## Task 1
Copy the stretch from "Ax throwing is" through "in their lineup." in the passage on ax throwing and tomahawks, reproducing it word for word.
## Task 2
According to the passage on ax throwing and tomahawks, in what year did CRKT launch its first tomahawks?
## Task 3
Go on with the passage on ax throwing and tomahawks from the point at which it stops.

[[ Passage for review open ]]

Ax throwing is growing, rapidly; ESPN televised the national championship and clubs are appearing in unexpected places. Axes and tomahawks have gone mainstream, and many of the industry's finest include them in their lineup.
“Axes and tomahawks are part of our DNA, especially the tomahawk,” explained Chris Cashbaugh, senior marketing director of product line management for SOG Specialty Knives & Tools. “Our tomahawk design is modeled after the design used by MACV-SOG in Vietnam. We took that original design and modernized it with current materials and manufacturing techniques that were not available 40 to 50 years ago. In doing so, we created a new category of tool that can be used by various personnel for a wide variety of tasks.”
“CRKT launched our first tomahawks in 2013 with the Chogan and Kangee models,” said Doug Flagg, vice president of marketing & innovation for CRKT. “Back then, as we continue to do now, we were responding to market conditions as consumers were looking for innovative, durable axes to complement their outdoor pursuits. As a brand, we’ve seen solid success within the category over the years and it continues to be an important part of our business today.”

[[ Passage for review closed ]]
[[ Recorded information open ]]

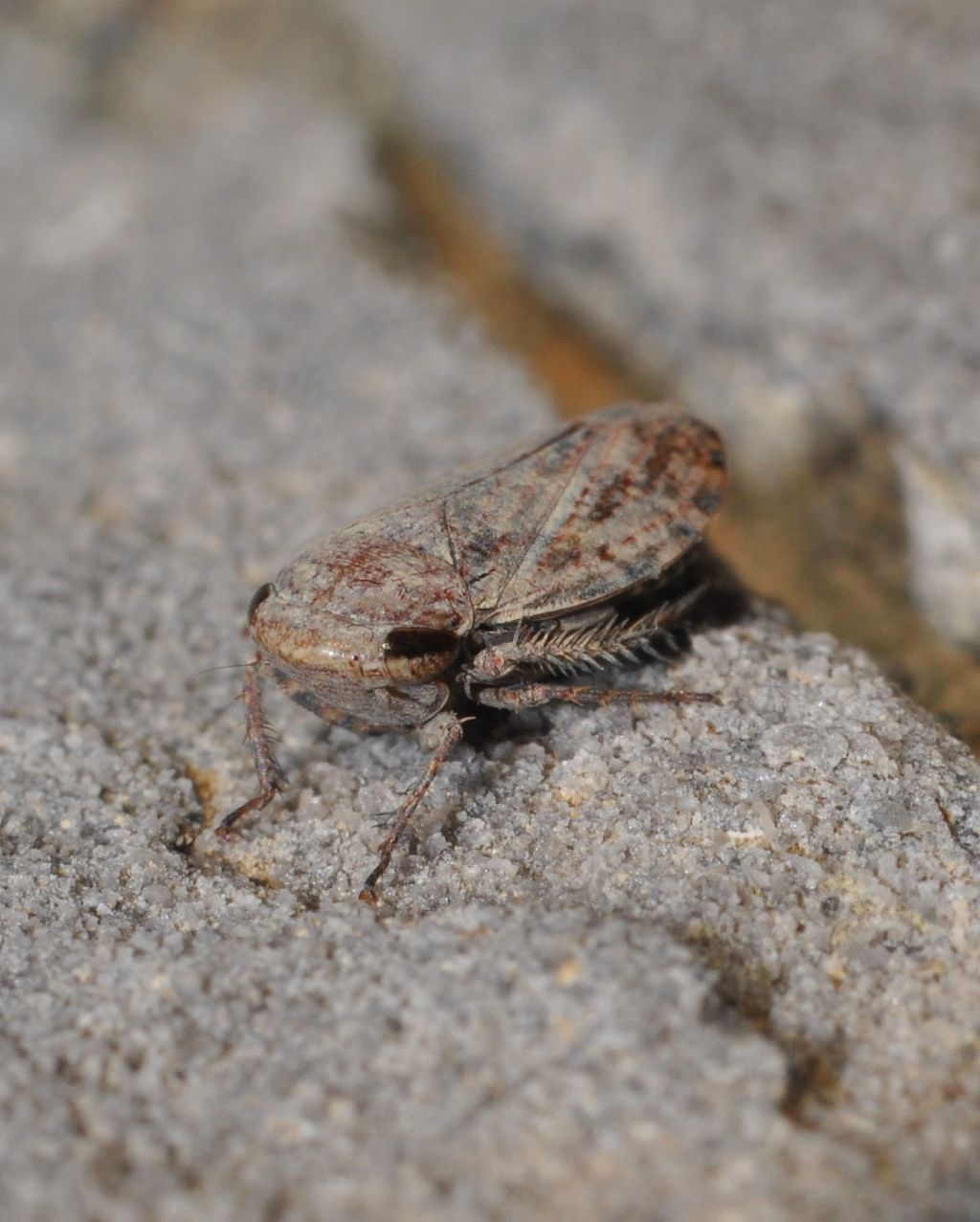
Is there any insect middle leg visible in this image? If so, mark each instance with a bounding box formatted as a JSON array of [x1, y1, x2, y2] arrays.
[[473, 683, 719, 712], [358, 712, 463, 904], [215, 657, 287, 839]]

[[ Recorded information closed ]]

## Response box 1
Ax throwing is growing, rapidly; ESPN televised the national championship and clubs are appearing in unexpected places. Axes and tomahawks have gone mainstream, and many of the industry's finest include them in their lineup.

## Response box 2
2013

## Response box 3
There’s more to the growth than just rugged outdoor pursuits and survival, though. Not to split hairs, but people are trading gentile darts for big-bore axes in metroplexes known more for mourning the death of a single tree than cutting-edge sports.
Washington, DC, is the latest to join that growing list, with the January grand opening of Kick Axe Throwing’s third club. The company’s locations in Brooklyn and Philadelphia are also thriving and other locations are in the works. Staff walks beginners through the basics and safety procedures—particularly important in the nation’s capital, where politicians like to bury their hatchets. Ginger Flesher-Sonnier, owner/CEO of the Kick Axe Throwing Chain, launched the business in 2017. “It is hugely satisfying when the axe sticks the target and your friends all cheer,” she explained when asked about the sport’s popularity. “It makes for a fun memorable night out. We have Axe Pros [who] engage everyone in competitive games to keep people engaged and pumped up.”
“There are competitions that start at the local league level and culminate in major tournaments,” she said. “The two major leagues are the World Axe Throwing League (WATL) and the National Axe Throwing Federation. This year’s WATL National Championship was televised on ESPN. We run our own local leagues and are looking at hosting our own Kick Axe Open Tournament in the future.”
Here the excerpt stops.